[Excerpts from point annotation data]
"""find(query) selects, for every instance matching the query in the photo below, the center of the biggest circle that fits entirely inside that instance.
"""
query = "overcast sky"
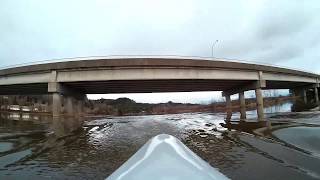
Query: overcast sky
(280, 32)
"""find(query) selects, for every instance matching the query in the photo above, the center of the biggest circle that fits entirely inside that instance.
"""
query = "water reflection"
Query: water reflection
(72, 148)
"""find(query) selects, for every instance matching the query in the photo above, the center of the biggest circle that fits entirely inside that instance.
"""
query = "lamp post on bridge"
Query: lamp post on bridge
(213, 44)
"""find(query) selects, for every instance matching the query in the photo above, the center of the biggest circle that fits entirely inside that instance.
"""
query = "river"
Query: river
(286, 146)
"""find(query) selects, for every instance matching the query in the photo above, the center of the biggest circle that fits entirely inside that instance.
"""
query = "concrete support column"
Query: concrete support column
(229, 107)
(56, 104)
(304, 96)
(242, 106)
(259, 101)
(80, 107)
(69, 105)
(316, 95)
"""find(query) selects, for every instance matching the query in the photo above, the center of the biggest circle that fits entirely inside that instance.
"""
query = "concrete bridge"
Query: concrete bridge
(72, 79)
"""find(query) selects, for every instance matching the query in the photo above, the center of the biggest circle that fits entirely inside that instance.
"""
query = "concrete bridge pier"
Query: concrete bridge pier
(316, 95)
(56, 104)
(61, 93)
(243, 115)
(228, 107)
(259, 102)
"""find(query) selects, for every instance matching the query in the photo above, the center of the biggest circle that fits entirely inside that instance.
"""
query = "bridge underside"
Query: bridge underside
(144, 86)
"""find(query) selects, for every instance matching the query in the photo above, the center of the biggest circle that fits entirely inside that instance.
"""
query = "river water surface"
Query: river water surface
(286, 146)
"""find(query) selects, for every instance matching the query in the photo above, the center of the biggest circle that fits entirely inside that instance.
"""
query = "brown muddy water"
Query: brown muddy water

• _GOAL_: None of the pictures should appear; repeat the records exactly otherwise.

• _COMPLETED EXERCISE_:
"""find(query) selects, for every instance matching the query in the photo below, the center of the biggest circle that fits entirely inside that instance.
"""
query = "overcast sky"
Query: overcast sky
(280, 32)
"""find(query) selects, for every instance matching the query in the photo above, the center of the biggest circle that fits entirely inside that instance.
"""
query = "water reflection"
Query: water reflection
(72, 148)
"""find(query) selects, for every instance matching the query in the photo above, the center of the biggest circle that fits entirely inside that instance.
"""
query = "lamp post on bridge"
Query: lamp post on bridge
(213, 44)
"""find(query) selects, for every instance matching the query in the photo above, the center of the biggest circle that fits entirely inside that instance.
"""
query = "river"
Query: river
(286, 146)
"""find(query) selects, for every instance matching the query in the photo above, the center of the biggest circle that fits entirely inside that instance.
"""
query = "concrete support column"
Query: concrete support column
(229, 107)
(56, 104)
(304, 96)
(242, 106)
(259, 101)
(80, 107)
(69, 105)
(316, 95)
"""find(query) selects, for every instance matching the query in the photo above, the center of the biggest circle that fits entirely inside that instance.
"""
query = "concrete bridge"
Query: concrete bridge
(72, 79)
"""find(query) selects, for every instance matching the query in the photo above, the center of the biggest circle that fits entirely inside that instance.
"""
query = "concrete bridge pier"
Query: concrete bridge pier
(316, 95)
(56, 104)
(61, 93)
(243, 115)
(228, 107)
(259, 102)
"""find(query) selects, for every instance matching the query in the photo above, the center of the biggest circle that fits entirely inside that instance.
"""
query = "bridge underside"
Query: bridge underside
(144, 86)
"""find(query) selects, for every instance matching the query in the photo above, the center of the biggest circle that fits entirely inside that instance.
"""
query = "river water surface"
Query: river water surface
(286, 146)
"""find(query) selects, for every instance matching the query in the photo above, the center of the biggest circle that fits entirely inside that instance.
"""
query = "brown muddy water"
Query: brown muddy water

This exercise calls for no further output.